_WORK TO BE COMPLETED_. Duplicate the lines of every record below, keeping each one identical to the original.

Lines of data
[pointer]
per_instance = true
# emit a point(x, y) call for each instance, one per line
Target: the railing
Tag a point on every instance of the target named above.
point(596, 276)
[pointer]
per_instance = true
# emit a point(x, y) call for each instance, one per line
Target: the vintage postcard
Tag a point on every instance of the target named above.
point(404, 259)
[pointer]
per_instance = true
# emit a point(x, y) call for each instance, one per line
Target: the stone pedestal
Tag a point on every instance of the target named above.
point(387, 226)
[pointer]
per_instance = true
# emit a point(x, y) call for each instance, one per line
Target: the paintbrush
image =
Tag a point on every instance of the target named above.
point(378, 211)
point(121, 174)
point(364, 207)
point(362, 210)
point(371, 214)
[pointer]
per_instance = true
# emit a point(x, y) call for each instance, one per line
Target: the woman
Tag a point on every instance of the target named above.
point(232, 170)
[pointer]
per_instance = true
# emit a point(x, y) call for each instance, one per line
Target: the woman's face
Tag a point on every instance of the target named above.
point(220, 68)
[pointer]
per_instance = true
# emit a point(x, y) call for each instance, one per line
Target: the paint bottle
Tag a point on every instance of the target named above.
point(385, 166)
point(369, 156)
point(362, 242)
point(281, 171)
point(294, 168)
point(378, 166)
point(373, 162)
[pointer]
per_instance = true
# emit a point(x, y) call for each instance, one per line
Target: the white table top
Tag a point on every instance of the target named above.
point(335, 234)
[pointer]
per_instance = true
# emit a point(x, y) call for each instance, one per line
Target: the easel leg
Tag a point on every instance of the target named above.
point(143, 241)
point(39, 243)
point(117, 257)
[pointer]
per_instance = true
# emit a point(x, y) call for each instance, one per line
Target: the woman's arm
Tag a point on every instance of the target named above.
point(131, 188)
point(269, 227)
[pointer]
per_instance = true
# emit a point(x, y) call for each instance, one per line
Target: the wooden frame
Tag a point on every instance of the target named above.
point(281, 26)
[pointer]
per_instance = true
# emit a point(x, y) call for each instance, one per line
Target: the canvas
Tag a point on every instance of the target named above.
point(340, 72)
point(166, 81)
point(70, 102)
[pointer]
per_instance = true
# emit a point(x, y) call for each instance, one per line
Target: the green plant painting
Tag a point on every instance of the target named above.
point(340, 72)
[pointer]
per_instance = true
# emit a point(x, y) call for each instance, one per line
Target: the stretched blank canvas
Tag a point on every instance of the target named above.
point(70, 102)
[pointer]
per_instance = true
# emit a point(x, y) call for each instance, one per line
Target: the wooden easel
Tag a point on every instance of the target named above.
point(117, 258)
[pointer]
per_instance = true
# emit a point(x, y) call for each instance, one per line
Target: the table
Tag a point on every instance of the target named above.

_SOLUTION TO THIS TASK_.
[pointer]
per_instance = true
# emit a point(x, y) call for each instance, one per line
Target: the railing
Tag a point on every instance of the target named above.
point(596, 276)
[pointer]
per_instance = true
# emit a point(x, y) call for each instance, one per line
Target: the vintage postcard
Tag a point on every instance of the target named above.
point(404, 259)
[pointer]
per_instance = true
# emit a point(x, y) call for each instance, one per line
Target: the stone pedestal
Tag a point on every instance of the target named above.
point(387, 226)
[pointer]
per_instance = true
# emit a point(x, y) call for each instance, one per line
Target: the paintbrush
image =
Tag a point on every instance of the target named above.
point(378, 211)
point(121, 174)
point(364, 207)
point(362, 210)
point(371, 214)
[pointer]
per_instance = true
# emit a point(x, y) call for each instance, one per line
Target: the woman
Tag a point on every instance of the target named above.
point(232, 170)
[pointer]
per_instance = true
# emit a point(x, y) call for each instance, one per line
Target: the woman's face
Tag a point on every instance of the target named above.
point(220, 68)
[pointer]
per_instance = true
# emit a point(x, y) call for each instance, one per line
Target: the paint bottle
Tag a point on every instance of the target named above.
point(385, 166)
point(369, 156)
point(362, 242)
point(281, 171)
point(294, 168)
point(378, 166)
point(373, 162)
[pointer]
per_instance = true
# emit a point(x, y) call for each instance, one per line
Target: the white table top
Tag a point on every instance of the target named above.
point(335, 234)
[pointer]
per_instance = true
# emit a point(x, y) call for each instance, one per line
Target: the easel leg
Tag a point on every instance of the target named above.
point(143, 241)
point(39, 243)
point(117, 257)
[pointer]
per_instance = true
# emit a point(x, y) call for each instance, one per line
Target: the woman's arm
Tag a point on every instance of the target named above.
point(131, 188)
point(269, 227)
[pointer]
per_instance = true
# emit a point(x, y) call for each instance, one per line
Target: the wooden frame
Tag a point on every instance of the target named above.
point(281, 26)
[pointer]
per_instance = true
# emit a point(x, y) call for each instance, one per line
Target: the canvas
Tag a point on every instance of the target named above.
point(340, 72)
point(166, 81)
point(70, 102)
[pointer]
per_instance = true
# emit a point(x, y) call for each instance, one per line
Target: the green plant painting
Tag a point on every instance of the target named above.
point(340, 72)
[pointer]
per_instance = true
# emit a point(x, y) call for each instance, one per line
Target: the stretched blank canvas
Tag a point on every instance of the target named above.
point(70, 102)
[pointer]
per_instance = true
# emit a point(x, y) call for each instance, one per line
Target: the wooden easel
Tag a point on every instance of the target named above.
point(117, 258)
[pointer]
per_instance = true
# emit a point(x, y) call for each instance, one per line
Target: the table
Tag a point on every instance of the target named above.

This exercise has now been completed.